** Selected excerpt **
- - - - -

Art

Katharina Grosse Announces Joint Representation with White Cube

Katharina Grosse Joins Forces with White Cube for Exciting New Representation
Lisbeth Thalberg

White Cube has announced its representation of the German artist Katharina Grosse (b. 1961, Freiburg im Breisgau). The arrangement is a joint representation, managed alongside Gagosian, Galerie Max Hetzler, and Galerie nächst St. Stephan.

Grosse’s first presentation with White Cube occurred in 2002 at its former Hoxton Square gallery. A solo exhibition is now scheduled for White Cube Bermondsey in London in April 2026. Prior to this, a new painting by the artist will be shown at the gallery’s booth at Art Basel Miami Beach in December 2025.

For more than three decades, Grosse has been recognized for work that has radically reshaped the terrain of painting. Her practice is defined by the application of vibrant, sprayed color across interiors, architecture, and landscapes. This method is intended to transform the painted image into a multisensory experience that alters the viewer’s perception of reality. Grosse defines painting not as an application onto a surface, but as what she terms a “temporary ecology” where the artist, the site, and the viewer converge.

Katharina Grosse
CHOIR
Katharina Grosse CHOIR 2025 Acrylic on asphalt, fabric 1600 x 9100 x 5500 cm | 629 15/16 x 3582 11/16 x 2165 3/8 in. © VG Bild-Kunst Bonn, 2025. Photo © Jens Ziehe.

- - - - -

** Provided information **
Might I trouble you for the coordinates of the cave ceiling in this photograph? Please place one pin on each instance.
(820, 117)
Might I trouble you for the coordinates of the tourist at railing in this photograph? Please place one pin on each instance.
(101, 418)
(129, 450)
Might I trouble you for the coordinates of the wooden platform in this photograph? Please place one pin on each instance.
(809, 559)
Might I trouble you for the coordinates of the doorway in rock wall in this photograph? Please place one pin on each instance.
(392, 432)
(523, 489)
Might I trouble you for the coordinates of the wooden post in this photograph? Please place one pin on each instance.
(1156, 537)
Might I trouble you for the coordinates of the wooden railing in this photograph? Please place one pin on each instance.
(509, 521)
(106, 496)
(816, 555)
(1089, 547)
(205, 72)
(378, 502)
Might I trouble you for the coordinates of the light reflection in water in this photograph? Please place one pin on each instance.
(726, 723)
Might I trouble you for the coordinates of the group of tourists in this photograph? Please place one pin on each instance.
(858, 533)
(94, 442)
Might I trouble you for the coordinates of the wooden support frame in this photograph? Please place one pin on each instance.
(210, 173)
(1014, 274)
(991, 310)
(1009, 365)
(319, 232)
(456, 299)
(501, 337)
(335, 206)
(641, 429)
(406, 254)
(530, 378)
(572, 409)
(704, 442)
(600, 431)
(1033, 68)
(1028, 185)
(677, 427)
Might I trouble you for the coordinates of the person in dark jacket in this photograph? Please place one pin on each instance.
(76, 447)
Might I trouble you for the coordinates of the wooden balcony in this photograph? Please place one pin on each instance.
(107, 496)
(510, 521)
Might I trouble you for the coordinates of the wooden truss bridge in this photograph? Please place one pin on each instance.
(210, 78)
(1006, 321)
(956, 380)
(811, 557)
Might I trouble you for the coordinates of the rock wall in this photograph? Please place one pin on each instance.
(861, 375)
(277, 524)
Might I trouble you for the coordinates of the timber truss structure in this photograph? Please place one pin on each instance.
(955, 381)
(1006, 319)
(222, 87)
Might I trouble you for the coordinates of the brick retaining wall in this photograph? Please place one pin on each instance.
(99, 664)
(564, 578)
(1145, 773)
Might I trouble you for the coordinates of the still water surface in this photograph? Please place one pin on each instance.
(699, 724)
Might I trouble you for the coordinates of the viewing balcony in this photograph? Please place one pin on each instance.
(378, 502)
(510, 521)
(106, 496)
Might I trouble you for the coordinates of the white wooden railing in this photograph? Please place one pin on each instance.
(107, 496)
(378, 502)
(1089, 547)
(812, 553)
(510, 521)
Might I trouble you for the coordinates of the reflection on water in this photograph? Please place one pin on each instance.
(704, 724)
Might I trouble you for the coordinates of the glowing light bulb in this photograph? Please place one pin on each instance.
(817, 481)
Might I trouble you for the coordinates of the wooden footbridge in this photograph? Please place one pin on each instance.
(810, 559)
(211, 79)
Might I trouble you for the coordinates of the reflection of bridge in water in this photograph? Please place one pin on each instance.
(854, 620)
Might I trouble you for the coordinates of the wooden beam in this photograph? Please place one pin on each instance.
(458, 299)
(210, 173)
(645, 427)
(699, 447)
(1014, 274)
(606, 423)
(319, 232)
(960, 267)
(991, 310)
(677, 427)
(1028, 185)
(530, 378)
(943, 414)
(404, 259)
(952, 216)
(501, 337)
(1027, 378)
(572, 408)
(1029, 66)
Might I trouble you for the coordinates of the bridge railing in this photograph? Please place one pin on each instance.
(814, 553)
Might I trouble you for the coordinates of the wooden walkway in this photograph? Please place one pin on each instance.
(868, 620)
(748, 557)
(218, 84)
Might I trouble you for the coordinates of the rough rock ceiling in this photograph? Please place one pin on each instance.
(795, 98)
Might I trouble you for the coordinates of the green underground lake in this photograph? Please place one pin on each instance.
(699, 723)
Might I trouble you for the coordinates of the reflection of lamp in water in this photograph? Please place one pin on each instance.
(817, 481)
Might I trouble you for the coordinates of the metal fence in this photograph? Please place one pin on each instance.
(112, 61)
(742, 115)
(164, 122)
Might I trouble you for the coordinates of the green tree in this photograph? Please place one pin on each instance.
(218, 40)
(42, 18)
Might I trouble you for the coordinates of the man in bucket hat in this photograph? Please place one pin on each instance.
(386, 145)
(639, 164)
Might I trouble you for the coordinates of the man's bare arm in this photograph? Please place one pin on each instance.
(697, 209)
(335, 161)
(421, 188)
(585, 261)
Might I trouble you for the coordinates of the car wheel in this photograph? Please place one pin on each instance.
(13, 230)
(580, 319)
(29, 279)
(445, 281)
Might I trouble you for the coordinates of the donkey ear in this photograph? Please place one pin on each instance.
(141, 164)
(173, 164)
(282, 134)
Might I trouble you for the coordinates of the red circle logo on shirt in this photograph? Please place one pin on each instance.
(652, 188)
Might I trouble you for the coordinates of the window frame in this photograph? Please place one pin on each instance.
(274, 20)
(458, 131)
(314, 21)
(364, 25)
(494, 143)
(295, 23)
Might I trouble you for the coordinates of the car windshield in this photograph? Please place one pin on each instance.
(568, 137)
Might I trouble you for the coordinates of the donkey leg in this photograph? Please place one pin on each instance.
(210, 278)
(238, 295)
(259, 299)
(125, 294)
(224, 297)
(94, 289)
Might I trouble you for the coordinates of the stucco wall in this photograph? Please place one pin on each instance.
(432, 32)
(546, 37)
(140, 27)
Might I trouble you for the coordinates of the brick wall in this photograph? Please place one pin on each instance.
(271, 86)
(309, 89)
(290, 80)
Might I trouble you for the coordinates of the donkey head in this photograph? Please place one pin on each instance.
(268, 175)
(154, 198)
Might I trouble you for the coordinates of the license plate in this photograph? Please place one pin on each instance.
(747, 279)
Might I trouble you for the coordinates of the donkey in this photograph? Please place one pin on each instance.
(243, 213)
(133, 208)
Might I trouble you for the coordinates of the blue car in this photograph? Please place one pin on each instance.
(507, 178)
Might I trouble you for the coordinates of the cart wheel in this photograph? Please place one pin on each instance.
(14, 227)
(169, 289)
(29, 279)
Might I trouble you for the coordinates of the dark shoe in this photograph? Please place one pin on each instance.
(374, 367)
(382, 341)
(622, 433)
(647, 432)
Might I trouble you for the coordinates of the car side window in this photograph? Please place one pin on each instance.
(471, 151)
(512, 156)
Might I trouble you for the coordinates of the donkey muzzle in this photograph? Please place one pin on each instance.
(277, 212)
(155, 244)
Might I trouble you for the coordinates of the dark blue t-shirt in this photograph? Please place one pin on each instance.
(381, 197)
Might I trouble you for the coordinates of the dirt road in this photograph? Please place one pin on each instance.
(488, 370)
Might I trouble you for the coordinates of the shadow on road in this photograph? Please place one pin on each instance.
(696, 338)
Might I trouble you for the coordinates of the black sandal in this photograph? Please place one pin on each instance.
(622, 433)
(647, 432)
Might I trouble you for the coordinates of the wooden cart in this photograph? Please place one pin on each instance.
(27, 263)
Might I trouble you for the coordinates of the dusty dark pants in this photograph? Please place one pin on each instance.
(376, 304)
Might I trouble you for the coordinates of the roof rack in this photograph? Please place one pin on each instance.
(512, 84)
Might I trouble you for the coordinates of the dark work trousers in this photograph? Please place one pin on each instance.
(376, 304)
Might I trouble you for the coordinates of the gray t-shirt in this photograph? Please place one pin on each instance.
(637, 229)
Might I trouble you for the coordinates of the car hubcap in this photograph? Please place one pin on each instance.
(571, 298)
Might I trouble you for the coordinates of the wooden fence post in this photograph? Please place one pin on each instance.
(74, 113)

- - - - -

** Written problem 1 **
In the Katharina Grosse announcement, when and where did the artist's first presentation with White Cube take place?
** Written problem 2 **
Rewrite the paragraph of the Katharina Grosse announcement that begins "For more than three decades" as a short bulleted list that keeps its main facts.
The rows stand apart from the Katharina Grosse announcement and are separate material.

** Exercise answer 1 **
It took place in 2002 at White Cube's former Hoxton Square gallery.

** Exercise answer 2 **
- For more than thirty years, Grosse has been recognized for work that radically reshaped painting.
- Her practice applies vibrant, sprayed color across interiors, architecture, and landscapes.
- This method aims to turn the painted image into a multisensory experience that alters the viewer's perception of reality.
- She defines painting not as an application onto a surface but as a "temporary ecology" where the artist, the site, and the viewer converge.